— BEGIN PAGE TEXT —
By NEIL ROLAND   |   June 9, 1986

WASHINGTON -- An overly ambitious flight schedule and too much emphasis on image and politics stretched NASA's personnel and equipment resources to the limit in the months before the Challenger disaster, the Rogers Commission report said Monday.

In trying to meet a goal of 24 flights in 1985 and 1986, NASA's reduced staff was overworked, crew training became 'compressed' into unacceptably short periods and the supply of spare parts grew 'critically short,' the commission said in its report on what caused the Challenger disaster.

Numerous last-minute pre-flight changes, such as the additions of Sen. Jake Garn, R-Utah, and Rep. Bill Nelson, D-Fla., to shuttle crews in 1985 and early 1986, diverted staff attention from far more important concerns, the report said.

Flight preparations became so rushed that lessons learned from one flight were not applied to the next, the commission said.

'Had we not had the accident,' astronaut Henry Hartsfield told the commission in April, 'we were going to be up against a wall ... For the first time, somebody was going to have to stand up and say we have got to slip the launch because we are not going to have the crew trained.'

Horace Lamberth, director of shuttle engineering at the Kennedy Space Center, told the commission in March, 'We would have been brought to our knees' by the spare parts problem by the spring of 1986.

Worker fatigue contributed to a 'serious incident' involving 'liquid oxygen depletion' that occurred less than five minutes before the scheduled liftoff of the shuttle Columbia Jan. 6, the commission said.
— END PAGE TEXT —
— BEGIN ENTRIES SHOWN —
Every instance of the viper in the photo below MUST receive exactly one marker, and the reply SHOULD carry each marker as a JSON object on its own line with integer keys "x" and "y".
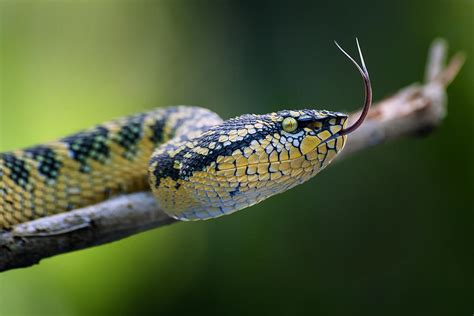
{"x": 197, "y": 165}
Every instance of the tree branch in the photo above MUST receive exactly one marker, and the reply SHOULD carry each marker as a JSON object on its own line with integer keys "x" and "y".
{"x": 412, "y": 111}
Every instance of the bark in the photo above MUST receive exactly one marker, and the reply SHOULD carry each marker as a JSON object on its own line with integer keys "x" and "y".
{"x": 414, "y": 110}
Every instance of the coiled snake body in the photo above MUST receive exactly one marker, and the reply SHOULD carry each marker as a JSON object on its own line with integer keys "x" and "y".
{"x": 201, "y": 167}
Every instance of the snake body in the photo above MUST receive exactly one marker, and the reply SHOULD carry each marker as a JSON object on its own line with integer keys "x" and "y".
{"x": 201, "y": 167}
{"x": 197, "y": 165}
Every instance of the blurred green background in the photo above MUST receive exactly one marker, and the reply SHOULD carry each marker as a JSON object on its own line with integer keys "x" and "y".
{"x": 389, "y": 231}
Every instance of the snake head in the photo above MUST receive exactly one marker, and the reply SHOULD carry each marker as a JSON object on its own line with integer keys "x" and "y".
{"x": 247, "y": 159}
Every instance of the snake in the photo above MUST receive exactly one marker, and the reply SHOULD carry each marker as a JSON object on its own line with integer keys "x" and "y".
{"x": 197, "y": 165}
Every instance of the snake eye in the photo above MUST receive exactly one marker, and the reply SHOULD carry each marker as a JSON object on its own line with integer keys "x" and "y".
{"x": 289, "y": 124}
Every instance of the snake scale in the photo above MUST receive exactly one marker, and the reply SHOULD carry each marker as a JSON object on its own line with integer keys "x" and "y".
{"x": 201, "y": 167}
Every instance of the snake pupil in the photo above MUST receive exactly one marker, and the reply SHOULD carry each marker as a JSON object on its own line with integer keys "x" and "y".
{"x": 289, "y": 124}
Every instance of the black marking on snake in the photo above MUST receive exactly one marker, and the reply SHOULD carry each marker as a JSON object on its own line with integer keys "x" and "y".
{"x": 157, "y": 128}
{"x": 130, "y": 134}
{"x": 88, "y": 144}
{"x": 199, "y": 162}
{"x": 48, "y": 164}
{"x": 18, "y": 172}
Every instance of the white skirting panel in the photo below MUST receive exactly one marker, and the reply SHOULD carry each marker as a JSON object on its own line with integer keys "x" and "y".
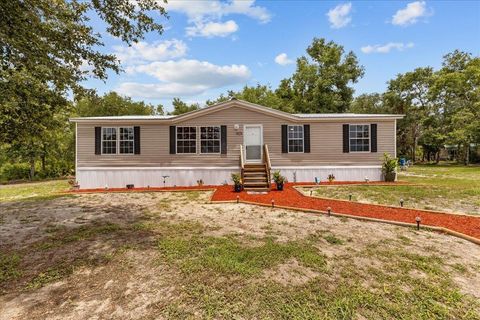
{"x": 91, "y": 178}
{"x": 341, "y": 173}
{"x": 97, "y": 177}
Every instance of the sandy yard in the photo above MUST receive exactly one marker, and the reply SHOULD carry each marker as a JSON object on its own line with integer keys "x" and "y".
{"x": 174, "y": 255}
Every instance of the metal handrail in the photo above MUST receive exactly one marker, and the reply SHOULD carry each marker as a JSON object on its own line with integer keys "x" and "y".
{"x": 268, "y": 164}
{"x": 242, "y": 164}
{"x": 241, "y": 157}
— END ENTRIES SHOWN —
• [WHAT THE TASK REQUIRES] Extend the report on the Rogers Commission's findings about NASA's flight schedule, picking up after its last sentence.

• [TASK OUTPUT]
The commission faulted NASA managers for rushing to advance the shuttle from a 'research and development' phase, in which careful attention was given to each flight, to an 'operational' stage in which adherence to the schedule became pre-eminent.

'Managers may have forgotten,' the commission said, 'partly because of past success, partly because of their own well-nurtured image of the program, that the shuttle was still in a research and development phase ... In many respects, the system was not prepared to meet an 'operational' schedule.

'The capabilities of the system were stretched to the limit to support the flight rate in winter 1985-1986.'

In 1985, NASA published a projection calling for an annual rate of 24 flights by 1990.

'Long before the Challenger accident, however, it was becoming obvious that even the modified goal of two flights a month was overambitious,' the commission report said.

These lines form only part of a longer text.